START RECORDS SHOWN
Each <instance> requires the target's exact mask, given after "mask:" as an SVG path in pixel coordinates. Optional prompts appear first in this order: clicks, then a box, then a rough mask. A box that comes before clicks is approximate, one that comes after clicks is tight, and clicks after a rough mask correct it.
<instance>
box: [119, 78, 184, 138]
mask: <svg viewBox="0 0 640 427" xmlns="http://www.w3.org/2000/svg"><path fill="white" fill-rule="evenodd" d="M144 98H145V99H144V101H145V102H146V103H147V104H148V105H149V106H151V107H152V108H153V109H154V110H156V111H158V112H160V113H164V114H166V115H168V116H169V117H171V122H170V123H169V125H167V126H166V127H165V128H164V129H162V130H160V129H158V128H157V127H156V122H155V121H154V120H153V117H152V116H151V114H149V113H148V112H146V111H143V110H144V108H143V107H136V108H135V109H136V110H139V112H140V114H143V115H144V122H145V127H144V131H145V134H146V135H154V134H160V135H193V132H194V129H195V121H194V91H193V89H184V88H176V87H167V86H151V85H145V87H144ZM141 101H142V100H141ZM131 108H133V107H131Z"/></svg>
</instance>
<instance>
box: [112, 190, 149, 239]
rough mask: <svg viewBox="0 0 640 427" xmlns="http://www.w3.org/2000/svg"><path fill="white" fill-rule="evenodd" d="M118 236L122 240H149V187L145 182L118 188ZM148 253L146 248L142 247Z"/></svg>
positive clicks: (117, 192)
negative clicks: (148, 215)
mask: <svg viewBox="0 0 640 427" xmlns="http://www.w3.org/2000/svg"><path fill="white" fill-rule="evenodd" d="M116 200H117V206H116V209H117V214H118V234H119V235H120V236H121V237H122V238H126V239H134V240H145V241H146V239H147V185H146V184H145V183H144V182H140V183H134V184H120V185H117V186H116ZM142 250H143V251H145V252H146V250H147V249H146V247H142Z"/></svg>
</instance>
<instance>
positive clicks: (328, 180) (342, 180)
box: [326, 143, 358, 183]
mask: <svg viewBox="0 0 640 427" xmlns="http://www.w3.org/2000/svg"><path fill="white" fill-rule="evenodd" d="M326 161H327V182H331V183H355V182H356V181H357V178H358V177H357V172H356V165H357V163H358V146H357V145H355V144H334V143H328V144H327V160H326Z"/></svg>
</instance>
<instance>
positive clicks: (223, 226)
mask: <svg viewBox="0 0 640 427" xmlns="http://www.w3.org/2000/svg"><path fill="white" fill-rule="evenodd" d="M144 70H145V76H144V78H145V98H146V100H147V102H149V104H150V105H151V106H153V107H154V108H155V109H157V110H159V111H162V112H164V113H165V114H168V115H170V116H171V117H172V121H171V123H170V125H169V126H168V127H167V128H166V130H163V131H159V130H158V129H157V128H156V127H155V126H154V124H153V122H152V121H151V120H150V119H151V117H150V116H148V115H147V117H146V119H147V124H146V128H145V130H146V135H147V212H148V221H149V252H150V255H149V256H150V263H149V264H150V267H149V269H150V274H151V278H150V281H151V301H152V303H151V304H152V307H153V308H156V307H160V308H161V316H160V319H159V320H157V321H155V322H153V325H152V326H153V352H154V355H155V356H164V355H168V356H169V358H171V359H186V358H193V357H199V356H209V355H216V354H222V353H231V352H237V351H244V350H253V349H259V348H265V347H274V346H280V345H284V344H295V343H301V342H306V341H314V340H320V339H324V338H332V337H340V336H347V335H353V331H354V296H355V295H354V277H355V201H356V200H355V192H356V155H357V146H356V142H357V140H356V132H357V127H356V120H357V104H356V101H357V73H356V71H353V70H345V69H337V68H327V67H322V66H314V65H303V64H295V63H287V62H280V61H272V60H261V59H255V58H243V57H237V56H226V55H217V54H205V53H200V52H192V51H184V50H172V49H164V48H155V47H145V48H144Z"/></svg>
END RECORDS SHOWN
* TASK INSTRUCTIONS *
When a line of the material above contains the string "rough", it counts. State the total and nothing more.

* FINISHED EXERCISE *
2